_Objetivo_. Escribe sin cambios el fragmento del texto sobre el centenario de María Estébanez que va desde "Quizá, el haberse" hasta "en la vida.", ambos incluidos.

_Texto extraído_.
Quizá, el haberse lavado la cara solo con limón y aceite haya sido la clave para pasar los años con el rostro impoluto. Una piel color blanco perla terciopelada, sin rastro de los estragos del sol, y con algunas arrugas a través de las cuales se puede intuir el largo recorrido de quien las luce.

María, de apellido Estébanez, cumplió ayer, diez de septiembre, cien años. Sus manos ya tienden a retraerse, pero todavía le quedan fuerzas para echarlas por encima de los suyos y acariciarles la espalda. Perdió la vista por completo hace años pero aún resuena su risa con energía. Ahí es donde habita María, entre la inocencia de un niño y el sosiego de quien lo ha visto todo en la vida.

Nació en 1915 en Matagatos, una pequeña pedanía del Puerto de de la Torre próxima a Almogía y el grueso de su vida se ha desarrollado en el campo. Se casó con 27 años con Francisco Olmedo, un hombre dedicado a la tierra. De su matrimonio nacieron cinco hijos; el motor de su existencia y a los que se ha dedicado durante toda su vida.

_Registros de datos_.
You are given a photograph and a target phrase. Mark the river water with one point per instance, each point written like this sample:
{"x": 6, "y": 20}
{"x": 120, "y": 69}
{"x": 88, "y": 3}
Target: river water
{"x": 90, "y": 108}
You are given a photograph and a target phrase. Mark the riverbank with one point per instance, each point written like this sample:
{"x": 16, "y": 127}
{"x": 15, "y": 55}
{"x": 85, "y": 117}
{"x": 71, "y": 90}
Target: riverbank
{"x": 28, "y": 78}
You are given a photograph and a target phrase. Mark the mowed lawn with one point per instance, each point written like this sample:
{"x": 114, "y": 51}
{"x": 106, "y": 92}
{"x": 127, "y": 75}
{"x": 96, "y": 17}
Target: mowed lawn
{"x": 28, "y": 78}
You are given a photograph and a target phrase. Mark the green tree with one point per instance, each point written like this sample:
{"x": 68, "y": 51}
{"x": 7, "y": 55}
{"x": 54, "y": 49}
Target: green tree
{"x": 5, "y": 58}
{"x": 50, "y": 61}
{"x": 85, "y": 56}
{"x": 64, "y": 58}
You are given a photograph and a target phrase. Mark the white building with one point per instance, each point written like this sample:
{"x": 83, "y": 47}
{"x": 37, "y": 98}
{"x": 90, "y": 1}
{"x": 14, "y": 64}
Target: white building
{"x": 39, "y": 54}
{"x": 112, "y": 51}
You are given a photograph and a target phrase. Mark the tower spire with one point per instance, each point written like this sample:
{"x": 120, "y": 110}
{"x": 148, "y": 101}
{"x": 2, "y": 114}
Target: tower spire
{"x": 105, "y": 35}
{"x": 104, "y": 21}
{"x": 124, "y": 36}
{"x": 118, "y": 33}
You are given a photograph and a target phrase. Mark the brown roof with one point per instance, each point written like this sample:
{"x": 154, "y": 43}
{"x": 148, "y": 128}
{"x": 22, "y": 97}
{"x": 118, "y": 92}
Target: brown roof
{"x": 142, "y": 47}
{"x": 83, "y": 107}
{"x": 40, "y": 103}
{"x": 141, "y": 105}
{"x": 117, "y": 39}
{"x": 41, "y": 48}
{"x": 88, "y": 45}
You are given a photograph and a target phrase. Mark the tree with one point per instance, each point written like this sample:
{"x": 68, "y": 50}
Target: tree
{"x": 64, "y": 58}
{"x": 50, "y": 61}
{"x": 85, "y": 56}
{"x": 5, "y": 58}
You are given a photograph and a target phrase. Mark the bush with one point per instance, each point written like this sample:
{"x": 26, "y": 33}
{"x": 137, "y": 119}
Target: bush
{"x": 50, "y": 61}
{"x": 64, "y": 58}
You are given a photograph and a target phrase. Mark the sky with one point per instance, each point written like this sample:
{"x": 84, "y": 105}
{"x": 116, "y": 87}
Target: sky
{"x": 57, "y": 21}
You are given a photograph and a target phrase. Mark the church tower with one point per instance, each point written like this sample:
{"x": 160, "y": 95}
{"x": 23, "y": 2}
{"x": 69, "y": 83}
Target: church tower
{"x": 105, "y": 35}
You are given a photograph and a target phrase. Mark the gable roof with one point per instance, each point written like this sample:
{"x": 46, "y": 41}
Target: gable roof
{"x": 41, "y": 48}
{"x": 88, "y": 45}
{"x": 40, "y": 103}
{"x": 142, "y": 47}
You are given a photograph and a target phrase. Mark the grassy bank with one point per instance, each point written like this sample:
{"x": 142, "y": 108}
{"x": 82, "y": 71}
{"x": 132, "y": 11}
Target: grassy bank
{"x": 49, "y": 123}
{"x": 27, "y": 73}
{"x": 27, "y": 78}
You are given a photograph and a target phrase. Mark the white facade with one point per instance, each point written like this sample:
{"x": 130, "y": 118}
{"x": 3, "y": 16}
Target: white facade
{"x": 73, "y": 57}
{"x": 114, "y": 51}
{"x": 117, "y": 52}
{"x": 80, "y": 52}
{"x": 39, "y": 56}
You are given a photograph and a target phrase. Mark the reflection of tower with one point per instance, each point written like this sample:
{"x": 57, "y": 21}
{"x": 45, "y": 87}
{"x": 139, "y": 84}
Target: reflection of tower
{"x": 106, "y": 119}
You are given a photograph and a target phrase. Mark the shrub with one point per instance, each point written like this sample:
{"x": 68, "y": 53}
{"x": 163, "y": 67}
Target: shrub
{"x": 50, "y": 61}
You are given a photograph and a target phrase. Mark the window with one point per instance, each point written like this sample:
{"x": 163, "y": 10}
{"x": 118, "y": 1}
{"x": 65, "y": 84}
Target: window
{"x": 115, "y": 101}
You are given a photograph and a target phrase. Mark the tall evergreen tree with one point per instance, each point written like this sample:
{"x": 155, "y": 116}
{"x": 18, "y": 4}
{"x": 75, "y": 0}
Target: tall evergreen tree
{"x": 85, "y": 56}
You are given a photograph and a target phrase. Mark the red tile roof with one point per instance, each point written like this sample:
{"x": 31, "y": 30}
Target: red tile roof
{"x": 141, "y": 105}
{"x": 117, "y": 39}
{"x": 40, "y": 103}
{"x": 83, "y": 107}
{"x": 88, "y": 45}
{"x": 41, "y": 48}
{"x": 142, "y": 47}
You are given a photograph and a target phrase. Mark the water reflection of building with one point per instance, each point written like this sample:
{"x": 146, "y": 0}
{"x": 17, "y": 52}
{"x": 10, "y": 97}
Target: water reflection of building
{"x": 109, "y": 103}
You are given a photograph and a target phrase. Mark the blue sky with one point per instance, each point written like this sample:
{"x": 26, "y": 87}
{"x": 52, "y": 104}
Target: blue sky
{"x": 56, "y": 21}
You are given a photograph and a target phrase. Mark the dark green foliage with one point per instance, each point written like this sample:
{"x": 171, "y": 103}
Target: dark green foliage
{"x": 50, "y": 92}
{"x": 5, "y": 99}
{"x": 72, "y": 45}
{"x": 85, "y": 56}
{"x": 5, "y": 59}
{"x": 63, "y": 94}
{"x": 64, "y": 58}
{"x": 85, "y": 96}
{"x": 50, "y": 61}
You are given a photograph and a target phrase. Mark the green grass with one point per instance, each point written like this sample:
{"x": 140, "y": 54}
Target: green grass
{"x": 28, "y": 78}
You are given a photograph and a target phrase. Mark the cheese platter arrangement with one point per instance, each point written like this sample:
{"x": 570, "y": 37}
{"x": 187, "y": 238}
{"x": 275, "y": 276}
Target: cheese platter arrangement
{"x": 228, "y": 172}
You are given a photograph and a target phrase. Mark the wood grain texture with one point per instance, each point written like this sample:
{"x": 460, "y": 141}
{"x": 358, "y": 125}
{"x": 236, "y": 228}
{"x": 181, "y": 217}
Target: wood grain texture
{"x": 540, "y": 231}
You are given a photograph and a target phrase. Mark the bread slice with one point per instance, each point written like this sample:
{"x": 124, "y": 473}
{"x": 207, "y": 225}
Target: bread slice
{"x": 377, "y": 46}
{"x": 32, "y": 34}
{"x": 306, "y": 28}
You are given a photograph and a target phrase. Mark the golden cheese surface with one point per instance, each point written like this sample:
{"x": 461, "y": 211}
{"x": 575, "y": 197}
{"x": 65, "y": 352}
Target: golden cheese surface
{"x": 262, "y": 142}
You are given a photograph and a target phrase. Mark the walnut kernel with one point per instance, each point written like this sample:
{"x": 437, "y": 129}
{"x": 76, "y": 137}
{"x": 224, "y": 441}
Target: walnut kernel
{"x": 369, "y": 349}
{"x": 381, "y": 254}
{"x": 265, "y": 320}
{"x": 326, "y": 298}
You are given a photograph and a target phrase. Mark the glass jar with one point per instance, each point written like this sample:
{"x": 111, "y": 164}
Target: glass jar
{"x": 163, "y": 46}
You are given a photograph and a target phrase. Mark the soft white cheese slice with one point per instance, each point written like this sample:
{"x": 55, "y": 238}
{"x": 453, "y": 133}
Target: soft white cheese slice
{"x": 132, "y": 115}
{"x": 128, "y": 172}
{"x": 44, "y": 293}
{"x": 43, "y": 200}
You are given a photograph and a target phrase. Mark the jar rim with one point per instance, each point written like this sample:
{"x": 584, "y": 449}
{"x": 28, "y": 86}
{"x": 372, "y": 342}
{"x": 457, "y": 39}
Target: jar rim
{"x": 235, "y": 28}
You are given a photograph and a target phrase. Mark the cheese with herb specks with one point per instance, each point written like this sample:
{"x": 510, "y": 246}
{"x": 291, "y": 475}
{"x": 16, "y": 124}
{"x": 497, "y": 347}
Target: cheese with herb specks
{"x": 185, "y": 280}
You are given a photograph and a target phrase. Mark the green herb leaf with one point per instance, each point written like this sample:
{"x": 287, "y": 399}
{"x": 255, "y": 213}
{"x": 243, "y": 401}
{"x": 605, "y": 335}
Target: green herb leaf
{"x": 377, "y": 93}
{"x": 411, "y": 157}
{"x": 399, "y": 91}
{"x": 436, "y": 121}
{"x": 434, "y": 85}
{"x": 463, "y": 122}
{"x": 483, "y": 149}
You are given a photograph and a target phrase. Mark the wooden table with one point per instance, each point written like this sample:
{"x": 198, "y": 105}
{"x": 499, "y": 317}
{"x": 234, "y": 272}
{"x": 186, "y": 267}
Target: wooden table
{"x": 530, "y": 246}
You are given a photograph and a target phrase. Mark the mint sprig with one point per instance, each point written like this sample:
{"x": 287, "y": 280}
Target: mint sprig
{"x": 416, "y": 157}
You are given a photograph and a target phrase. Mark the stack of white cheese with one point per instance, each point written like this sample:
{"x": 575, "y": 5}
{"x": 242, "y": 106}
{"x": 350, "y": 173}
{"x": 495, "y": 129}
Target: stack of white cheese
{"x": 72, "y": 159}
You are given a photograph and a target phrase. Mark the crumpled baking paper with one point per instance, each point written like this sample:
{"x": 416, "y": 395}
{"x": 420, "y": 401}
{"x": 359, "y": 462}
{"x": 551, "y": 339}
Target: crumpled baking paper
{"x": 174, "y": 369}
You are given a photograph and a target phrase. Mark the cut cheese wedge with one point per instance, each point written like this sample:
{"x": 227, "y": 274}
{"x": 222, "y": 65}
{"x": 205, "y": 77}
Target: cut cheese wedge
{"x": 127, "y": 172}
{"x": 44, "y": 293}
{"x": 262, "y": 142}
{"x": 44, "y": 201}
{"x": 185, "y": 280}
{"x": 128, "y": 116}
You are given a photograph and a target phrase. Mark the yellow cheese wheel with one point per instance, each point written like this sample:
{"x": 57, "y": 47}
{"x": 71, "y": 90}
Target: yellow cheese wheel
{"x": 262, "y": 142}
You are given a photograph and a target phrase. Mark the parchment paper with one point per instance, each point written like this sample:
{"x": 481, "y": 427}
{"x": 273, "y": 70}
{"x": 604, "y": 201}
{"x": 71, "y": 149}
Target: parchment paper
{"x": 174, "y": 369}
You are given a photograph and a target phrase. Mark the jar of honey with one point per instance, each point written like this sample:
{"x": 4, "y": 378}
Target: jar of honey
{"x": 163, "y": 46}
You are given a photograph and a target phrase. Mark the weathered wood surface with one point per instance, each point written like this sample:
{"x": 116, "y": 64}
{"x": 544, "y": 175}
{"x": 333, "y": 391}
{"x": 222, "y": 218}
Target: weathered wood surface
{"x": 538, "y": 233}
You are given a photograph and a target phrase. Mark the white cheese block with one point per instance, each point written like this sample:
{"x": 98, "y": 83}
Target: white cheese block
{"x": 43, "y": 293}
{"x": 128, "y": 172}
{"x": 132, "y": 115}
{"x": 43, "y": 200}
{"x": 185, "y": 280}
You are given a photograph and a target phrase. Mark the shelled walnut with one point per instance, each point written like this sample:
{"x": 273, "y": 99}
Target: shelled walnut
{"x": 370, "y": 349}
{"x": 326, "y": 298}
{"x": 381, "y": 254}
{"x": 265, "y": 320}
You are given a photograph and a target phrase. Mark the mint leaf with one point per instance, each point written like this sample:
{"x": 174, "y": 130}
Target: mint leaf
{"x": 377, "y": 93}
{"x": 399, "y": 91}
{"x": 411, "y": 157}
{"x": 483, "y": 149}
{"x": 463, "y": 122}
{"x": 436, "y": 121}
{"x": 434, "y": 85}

_Respuesta_.
Quizá, el haberse lavado la cara solo con limón y aceite haya sido la clave para pasar los años con el rostro impoluto. Una piel color blanco perla terciopelada, sin rastro de los estragos del sol, y con algunas arrugas a través de las cuales se puede intuir el largo recorrido de quien las luce.

María, de apellido Estébanez, cumplió ayer, diez de septiembre, cien años. Sus manos ya tienden a retraerse, pero todavía le quedan fuerzas para echarlas por encima de los suyos y acariciarles la espalda. Perdió la vista por completo hace años pero aún resuena su risa con energía. Ahí es donde habita María, entre la inocencia de un niño y el sosiego de quien lo ha visto todo en la vida.